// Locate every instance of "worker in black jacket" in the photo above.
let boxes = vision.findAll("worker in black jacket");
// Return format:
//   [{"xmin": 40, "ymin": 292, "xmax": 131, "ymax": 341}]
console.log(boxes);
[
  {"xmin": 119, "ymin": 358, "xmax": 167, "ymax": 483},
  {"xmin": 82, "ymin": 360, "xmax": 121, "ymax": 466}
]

◆ **TASK DESCRIPTION**: Pick out each line in the rows above that contains the word "jacket", and copy those lines in full.

◆ **SOLUTION TO THIS TASK**:
// Locate every instance of "worker in black jacket" in the photo above.
let boxes = vision.findAll("worker in black jacket");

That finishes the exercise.